→ Excerpted passage:
* * * * * * * * *

Three administrative essentials for a successful regulatory regime were also outlined:
The role of the private sector as competitive players in the risky and expensive exploration / mining sequence, and the clearly separated role of government as neutral creators and referees of the “rules of the game”, were also emphasized. The functions of a Geological Survey, a Mines (and Petroleum) Department, a Mining Cadaster/Registry unit and a mineral (and petroleum) investment / mineral (and petroleum) planning unit within this ideal private sector /government matrix was also outlined. (Slides 11,12 – Appendix 3)
At the conclusion of this Workshop, a list of Recommendations was adopted through the direction of Workshop Convener Dr. Dulip Jayawardena of the UN/ESCAP Secretariat. The priority Policy Session recommendations directly affecting the focus of this mission were:
The first recommendation will require further work on the mineral and geological database to allow more accurate analysis and promotion of those commodities having the highest development potential.
The second recommendation should be initiated in parallel with the third. (i.e.) during Cabinet and Parliamentary consideration of the draft mining law. In many more mature mining jurisdictions, the drafting of updated mining legislation is greatly impeded by historically ingrained administrative conflicts. A short list of such difficult problems includes:
|Contradictory Ministry mandates and responsibilities.|
|Overlapping jurisdictional controls|
|Misuse of political and legislated discretion|
|Conflict of interest with private sector by state-owned enterprises|
|Lack of formal inter-ministry communication links|
|Ineffective public education / involvement|
These corroding influences do not yet exist at this incipient, transitional stage of East Timor’s government management evolution. They should be recognized and neutralized by establishing innovative coordinating protocols endorsed by the highest levels of GOET.

* * * * * * * * *

→ Source material:
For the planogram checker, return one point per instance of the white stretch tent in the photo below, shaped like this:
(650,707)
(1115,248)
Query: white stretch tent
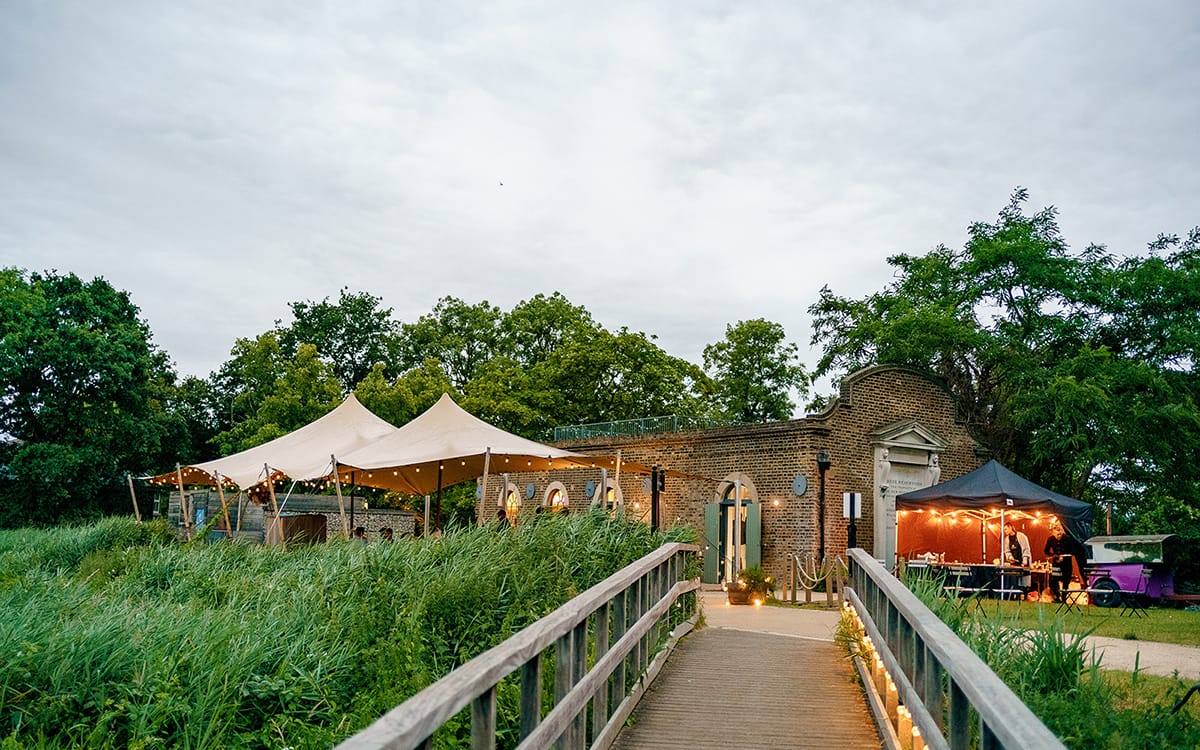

* * * * * * * * *

→ Instruction: In the excerpt on East Timor's mining regulation, who directed the adoption of the Workshop's list of Recommendations?

→ Answer for this exercise: Workshop Convener Dr. Dulip Jayawardena of the UN/ESCAP Secretariat.